## TASK PROMPT
With both ends included, repeat exactly the lines of the entries below from the one containing "positive clicks: (136, 151) (135, 146)" down to the one containing "box: [102, 124, 289, 132]", and no others.
*** RECORD SET Section Begins ***
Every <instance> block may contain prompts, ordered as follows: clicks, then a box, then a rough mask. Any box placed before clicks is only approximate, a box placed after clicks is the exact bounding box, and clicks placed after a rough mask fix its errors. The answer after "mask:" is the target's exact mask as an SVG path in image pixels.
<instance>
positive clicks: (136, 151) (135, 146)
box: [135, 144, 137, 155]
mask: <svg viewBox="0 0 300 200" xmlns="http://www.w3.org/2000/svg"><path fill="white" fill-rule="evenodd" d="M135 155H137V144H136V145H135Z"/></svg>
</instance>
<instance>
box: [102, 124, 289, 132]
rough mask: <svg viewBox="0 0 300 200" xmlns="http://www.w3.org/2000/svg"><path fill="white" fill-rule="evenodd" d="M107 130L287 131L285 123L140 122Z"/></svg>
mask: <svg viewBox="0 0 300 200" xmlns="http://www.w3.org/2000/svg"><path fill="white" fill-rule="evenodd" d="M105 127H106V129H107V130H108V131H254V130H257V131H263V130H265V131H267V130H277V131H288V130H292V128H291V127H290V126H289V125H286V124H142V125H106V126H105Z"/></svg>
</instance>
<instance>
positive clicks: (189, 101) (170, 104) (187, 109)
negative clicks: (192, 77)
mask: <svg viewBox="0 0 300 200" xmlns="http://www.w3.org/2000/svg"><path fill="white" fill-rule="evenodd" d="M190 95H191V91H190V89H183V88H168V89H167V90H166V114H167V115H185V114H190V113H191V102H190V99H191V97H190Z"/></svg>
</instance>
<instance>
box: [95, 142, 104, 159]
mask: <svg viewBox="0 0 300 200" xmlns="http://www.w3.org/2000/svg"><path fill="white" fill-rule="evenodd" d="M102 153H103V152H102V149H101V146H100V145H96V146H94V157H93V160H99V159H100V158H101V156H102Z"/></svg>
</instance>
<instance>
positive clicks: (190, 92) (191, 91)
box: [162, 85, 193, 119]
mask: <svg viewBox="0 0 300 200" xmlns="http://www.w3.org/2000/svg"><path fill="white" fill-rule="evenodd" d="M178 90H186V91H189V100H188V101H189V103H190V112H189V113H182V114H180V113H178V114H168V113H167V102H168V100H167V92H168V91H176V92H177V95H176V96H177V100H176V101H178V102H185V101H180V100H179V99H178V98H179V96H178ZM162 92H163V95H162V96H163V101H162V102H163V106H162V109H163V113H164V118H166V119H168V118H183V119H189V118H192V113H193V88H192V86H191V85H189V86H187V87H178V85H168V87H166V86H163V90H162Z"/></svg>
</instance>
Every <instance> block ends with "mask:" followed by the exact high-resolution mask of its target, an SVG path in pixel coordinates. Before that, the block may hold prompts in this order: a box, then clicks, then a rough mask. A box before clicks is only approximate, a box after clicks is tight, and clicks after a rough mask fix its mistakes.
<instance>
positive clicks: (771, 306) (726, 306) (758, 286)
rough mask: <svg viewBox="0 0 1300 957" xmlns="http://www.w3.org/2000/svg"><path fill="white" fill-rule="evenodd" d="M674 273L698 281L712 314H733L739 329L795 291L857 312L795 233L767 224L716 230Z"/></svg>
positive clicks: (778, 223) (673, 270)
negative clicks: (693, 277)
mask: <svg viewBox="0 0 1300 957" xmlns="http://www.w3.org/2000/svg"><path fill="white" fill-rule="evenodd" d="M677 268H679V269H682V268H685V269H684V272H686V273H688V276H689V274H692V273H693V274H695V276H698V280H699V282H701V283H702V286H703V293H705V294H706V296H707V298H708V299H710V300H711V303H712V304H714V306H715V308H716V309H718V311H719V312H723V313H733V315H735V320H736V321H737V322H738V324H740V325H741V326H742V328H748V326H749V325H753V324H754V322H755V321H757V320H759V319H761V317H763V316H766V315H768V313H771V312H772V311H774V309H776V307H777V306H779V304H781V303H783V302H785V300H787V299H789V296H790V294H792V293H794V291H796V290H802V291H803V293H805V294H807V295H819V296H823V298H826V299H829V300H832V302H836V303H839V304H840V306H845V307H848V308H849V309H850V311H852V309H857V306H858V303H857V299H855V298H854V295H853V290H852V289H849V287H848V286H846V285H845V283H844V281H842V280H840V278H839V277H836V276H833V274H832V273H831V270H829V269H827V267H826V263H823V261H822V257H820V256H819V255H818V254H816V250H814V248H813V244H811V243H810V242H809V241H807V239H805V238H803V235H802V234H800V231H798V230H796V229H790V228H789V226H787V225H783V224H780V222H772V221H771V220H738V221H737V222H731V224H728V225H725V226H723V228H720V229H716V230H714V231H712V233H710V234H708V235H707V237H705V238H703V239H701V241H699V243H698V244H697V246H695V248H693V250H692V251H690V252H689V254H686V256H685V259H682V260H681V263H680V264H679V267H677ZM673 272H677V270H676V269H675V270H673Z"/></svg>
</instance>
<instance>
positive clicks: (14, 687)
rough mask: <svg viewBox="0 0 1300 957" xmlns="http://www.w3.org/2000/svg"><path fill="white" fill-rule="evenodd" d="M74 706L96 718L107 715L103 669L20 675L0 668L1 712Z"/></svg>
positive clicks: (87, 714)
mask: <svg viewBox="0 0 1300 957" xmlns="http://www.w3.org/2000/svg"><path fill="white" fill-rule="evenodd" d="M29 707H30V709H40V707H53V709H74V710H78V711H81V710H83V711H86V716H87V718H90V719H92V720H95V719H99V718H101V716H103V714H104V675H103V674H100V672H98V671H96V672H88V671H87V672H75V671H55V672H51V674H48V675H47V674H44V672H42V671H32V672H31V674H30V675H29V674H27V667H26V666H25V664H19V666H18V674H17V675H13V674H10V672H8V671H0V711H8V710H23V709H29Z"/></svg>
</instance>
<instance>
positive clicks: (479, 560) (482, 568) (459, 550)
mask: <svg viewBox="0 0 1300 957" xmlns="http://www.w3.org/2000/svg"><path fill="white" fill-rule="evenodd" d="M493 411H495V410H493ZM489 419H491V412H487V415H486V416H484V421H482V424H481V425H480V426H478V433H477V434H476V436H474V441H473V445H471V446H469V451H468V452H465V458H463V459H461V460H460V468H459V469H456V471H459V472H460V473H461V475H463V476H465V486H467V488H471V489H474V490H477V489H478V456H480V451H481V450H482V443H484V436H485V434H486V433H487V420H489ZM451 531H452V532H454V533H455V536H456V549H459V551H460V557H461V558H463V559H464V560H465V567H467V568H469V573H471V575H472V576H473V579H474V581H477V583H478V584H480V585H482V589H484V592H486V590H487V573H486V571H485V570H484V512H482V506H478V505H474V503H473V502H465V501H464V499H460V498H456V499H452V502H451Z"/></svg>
*** RECORD SET Section Ends ***
## ANSWER TO THIS TASK
positive clicks: (136, 151) (135, 146)
box: [135, 144, 137, 155]
mask: <svg viewBox="0 0 300 200" xmlns="http://www.w3.org/2000/svg"><path fill="white" fill-rule="evenodd" d="M135 155H137V144H136V145H135Z"/></svg>
</instance>
<instance>
box: [102, 124, 289, 132]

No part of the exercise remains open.